>> begin

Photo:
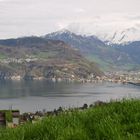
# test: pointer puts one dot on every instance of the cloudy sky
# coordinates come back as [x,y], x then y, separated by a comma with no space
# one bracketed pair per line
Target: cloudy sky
[39,17]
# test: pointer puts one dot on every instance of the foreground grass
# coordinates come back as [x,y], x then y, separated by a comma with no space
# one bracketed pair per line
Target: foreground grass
[113,121]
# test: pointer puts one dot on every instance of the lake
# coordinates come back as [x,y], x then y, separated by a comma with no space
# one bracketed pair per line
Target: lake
[31,96]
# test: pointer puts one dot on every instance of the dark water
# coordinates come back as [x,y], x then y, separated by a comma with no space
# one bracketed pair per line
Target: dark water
[38,95]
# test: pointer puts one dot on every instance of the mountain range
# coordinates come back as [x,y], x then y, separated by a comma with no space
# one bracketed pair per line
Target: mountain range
[64,54]
[37,57]
[107,56]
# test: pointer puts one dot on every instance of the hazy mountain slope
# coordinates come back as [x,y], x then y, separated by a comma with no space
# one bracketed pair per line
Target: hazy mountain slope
[33,57]
[106,56]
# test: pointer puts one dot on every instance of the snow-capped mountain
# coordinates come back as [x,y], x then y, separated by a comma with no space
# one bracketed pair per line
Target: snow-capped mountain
[121,36]
[94,49]
[113,34]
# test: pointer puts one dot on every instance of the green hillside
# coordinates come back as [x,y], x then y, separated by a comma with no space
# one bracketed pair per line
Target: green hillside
[33,57]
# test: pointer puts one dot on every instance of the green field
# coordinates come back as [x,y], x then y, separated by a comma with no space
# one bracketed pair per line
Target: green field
[112,121]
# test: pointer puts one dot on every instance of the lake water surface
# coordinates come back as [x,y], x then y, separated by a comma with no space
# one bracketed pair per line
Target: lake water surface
[31,96]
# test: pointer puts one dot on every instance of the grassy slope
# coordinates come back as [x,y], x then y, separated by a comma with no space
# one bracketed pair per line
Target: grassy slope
[114,121]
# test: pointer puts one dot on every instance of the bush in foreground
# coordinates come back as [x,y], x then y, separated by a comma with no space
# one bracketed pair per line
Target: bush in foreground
[113,121]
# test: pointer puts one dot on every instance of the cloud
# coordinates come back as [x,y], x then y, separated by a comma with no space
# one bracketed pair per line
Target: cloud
[20,17]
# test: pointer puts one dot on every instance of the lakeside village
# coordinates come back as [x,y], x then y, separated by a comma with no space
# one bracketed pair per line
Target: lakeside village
[13,118]
[115,77]
[66,76]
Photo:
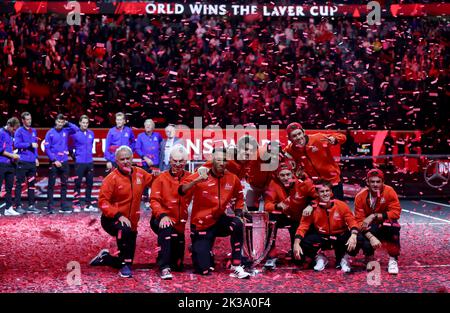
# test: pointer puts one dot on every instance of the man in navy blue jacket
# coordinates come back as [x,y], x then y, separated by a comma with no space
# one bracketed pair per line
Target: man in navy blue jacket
[147,147]
[118,136]
[7,164]
[57,149]
[82,143]
[26,143]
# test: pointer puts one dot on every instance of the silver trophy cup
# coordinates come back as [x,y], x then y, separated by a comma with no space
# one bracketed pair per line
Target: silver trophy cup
[258,237]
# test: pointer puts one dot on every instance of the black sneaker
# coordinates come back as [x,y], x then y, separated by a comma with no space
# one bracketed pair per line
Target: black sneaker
[99,259]
[125,271]
[65,210]
[33,209]
[20,210]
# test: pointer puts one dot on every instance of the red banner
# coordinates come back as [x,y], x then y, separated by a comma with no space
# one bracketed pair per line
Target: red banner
[180,8]
[200,142]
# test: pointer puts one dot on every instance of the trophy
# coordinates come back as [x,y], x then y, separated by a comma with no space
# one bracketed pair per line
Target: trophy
[259,234]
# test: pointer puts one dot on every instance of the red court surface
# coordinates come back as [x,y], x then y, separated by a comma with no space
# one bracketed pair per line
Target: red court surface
[35,252]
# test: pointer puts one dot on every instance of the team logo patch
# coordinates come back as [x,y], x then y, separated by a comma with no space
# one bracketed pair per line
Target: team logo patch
[336,216]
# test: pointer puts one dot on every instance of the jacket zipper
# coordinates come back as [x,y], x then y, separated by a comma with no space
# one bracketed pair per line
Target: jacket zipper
[179,202]
[131,204]
[329,224]
[218,184]
[310,162]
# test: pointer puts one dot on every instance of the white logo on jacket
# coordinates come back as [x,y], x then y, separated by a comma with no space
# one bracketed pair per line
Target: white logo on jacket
[336,216]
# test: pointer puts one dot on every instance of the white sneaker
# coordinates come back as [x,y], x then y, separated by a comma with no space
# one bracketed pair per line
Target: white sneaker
[271,264]
[90,208]
[345,264]
[321,262]
[166,274]
[239,272]
[11,212]
[392,266]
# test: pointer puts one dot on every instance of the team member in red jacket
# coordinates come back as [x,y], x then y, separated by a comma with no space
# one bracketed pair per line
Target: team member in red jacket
[238,158]
[334,226]
[377,210]
[120,199]
[313,153]
[286,199]
[212,193]
[260,173]
[170,212]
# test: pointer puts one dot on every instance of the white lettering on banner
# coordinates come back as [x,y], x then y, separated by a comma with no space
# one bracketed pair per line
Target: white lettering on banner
[283,10]
[164,8]
[244,9]
[94,145]
[208,9]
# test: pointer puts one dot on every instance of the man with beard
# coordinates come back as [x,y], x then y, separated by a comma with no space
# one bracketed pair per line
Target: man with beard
[212,193]
[377,210]
[170,213]
[120,200]
[333,227]
[313,153]
[287,199]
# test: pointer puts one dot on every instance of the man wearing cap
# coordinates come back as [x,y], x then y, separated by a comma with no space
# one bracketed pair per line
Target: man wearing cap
[260,173]
[120,200]
[147,147]
[331,225]
[57,149]
[170,213]
[313,153]
[377,210]
[7,164]
[286,199]
[212,193]
[118,136]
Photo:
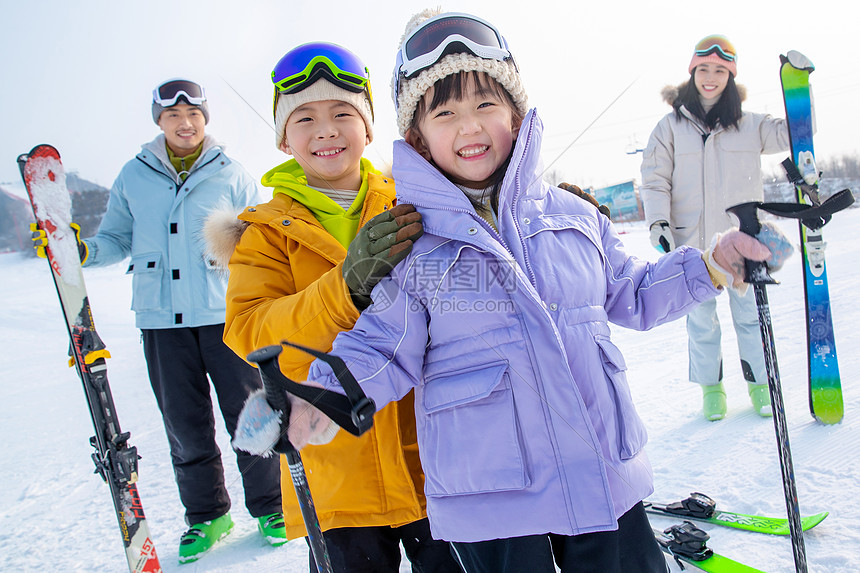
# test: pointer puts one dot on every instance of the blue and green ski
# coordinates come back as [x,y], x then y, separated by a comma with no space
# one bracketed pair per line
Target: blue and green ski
[825,384]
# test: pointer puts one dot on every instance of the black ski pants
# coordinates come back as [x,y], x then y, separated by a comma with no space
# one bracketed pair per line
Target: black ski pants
[178,360]
[377,549]
[629,549]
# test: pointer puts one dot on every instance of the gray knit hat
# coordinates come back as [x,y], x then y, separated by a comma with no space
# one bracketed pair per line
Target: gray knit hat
[411,90]
[320,90]
[158,108]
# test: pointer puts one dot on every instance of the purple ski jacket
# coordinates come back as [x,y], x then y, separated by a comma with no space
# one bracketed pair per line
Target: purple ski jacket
[525,421]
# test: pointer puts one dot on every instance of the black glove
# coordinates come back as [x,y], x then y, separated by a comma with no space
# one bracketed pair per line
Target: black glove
[661,236]
[587,196]
[40,241]
[380,244]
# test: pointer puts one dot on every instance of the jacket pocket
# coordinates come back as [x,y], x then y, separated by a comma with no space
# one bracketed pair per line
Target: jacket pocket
[147,271]
[471,434]
[631,430]
[216,285]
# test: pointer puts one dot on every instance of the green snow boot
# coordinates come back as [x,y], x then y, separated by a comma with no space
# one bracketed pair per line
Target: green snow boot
[201,537]
[714,401]
[272,528]
[760,397]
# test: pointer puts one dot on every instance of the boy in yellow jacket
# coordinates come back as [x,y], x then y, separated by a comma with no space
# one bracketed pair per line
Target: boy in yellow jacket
[302,270]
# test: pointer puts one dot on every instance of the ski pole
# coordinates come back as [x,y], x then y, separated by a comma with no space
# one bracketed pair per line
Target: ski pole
[267,360]
[758,277]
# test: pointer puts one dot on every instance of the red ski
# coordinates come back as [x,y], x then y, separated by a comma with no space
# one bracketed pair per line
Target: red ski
[115,459]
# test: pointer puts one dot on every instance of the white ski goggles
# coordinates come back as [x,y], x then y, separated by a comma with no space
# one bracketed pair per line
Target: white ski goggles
[448,33]
[168,93]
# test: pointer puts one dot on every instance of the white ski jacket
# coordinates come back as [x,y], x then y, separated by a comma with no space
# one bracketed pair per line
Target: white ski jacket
[690,177]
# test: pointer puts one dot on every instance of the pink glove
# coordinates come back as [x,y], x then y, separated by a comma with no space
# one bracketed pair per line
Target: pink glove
[308,425]
[728,254]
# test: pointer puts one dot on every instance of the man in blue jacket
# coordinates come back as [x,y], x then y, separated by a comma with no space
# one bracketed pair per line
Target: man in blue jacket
[155,215]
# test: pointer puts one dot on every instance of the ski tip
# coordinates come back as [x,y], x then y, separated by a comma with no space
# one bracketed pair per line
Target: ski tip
[796,60]
[44,150]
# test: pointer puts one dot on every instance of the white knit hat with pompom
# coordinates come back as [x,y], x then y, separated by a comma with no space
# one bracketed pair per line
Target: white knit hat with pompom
[413,89]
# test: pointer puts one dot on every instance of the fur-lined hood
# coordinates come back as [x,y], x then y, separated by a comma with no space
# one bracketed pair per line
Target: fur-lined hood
[670,93]
[222,231]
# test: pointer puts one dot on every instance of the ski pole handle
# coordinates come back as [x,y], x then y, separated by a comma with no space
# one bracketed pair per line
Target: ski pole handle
[266,359]
[755,272]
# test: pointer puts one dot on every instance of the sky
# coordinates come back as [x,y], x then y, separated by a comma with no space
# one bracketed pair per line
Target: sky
[79,75]
[47,485]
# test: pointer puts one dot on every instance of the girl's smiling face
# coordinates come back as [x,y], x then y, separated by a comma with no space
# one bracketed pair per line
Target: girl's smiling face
[711,79]
[467,137]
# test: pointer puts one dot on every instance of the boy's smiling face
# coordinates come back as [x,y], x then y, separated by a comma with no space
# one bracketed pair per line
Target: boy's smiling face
[327,139]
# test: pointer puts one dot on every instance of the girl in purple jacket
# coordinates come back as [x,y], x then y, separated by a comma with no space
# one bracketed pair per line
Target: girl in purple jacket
[499,320]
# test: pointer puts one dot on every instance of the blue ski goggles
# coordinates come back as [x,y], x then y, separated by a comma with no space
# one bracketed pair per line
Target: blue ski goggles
[450,33]
[304,65]
[168,93]
[717,45]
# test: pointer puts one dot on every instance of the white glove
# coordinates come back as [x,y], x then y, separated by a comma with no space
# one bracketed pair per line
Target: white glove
[661,236]
[308,425]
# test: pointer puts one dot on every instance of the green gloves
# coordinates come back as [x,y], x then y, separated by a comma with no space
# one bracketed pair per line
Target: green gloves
[380,244]
[40,241]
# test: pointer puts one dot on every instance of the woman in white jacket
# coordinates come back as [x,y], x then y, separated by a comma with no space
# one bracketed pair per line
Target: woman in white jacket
[701,158]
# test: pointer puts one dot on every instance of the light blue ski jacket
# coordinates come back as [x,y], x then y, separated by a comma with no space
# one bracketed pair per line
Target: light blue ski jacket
[525,420]
[157,220]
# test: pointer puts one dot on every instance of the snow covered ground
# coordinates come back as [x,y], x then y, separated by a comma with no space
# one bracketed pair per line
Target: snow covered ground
[56,515]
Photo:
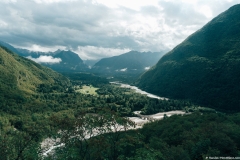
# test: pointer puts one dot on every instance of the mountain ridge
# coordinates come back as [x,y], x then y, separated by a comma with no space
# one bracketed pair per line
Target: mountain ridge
[203,68]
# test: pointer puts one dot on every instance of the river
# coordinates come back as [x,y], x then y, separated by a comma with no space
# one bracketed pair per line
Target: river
[137,90]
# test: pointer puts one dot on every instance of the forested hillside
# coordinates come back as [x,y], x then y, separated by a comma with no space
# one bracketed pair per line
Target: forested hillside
[204,68]
[127,63]
[20,77]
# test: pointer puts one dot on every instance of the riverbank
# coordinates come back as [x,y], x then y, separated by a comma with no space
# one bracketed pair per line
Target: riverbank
[137,90]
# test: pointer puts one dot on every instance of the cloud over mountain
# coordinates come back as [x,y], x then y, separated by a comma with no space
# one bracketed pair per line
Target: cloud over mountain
[45,59]
[118,26]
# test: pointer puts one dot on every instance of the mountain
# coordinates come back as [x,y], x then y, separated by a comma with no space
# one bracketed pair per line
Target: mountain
[90,63]
[131,62]
[70,62]
[67,61]
[204,68]
[20,77]
[10,47]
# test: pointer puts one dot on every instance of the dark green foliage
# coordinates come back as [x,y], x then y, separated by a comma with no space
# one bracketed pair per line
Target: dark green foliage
[205,68]
[134,61]
[85,78]
[194,136]
[70,62]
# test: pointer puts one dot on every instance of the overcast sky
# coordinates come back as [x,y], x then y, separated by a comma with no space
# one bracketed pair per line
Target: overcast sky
[103,28]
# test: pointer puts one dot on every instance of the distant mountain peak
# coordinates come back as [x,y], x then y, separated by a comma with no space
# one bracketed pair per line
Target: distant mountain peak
[204,68]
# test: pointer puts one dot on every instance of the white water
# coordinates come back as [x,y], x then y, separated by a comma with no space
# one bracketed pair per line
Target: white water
[138,121]
[138,90]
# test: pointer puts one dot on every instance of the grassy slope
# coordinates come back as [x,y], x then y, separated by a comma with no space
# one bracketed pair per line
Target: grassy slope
[21,75]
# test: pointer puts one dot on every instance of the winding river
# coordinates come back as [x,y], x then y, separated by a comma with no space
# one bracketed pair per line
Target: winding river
[48,145]
[137,90]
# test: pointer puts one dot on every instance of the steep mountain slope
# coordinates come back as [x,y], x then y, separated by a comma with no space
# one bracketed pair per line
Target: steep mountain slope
[204,68]
[20,77]
[130,62]
[70,62]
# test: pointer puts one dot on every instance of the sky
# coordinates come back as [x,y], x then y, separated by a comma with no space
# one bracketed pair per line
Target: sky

>> end

• Exercise brief
Write the lines out verbatim, from the one with "the winding river" through the last line of the entries, and stop there.

• Completed task
# test: pointer puts one dot on every instance of the winding river
# coordinates come back as [x,y], x then y, separated by a comma with no space
# one bracketed pair per line
Target: winding river
[48,145]
[137,90]
# test: pointer puts one dot on every instance of the steep mountain slope
# coordinates come back as [x,y], x then y, separated by a comma with no space
# one bracketed pair per line
Target: steep mountain slope
[204,68]
[20,77]
[130,62]
[70,62]
# test: pointer puts one dot on every instance of the sky
# coordinates come back as [x,y], x then y, separated by a comma with no space
# one bracketed pair per line
Target: sky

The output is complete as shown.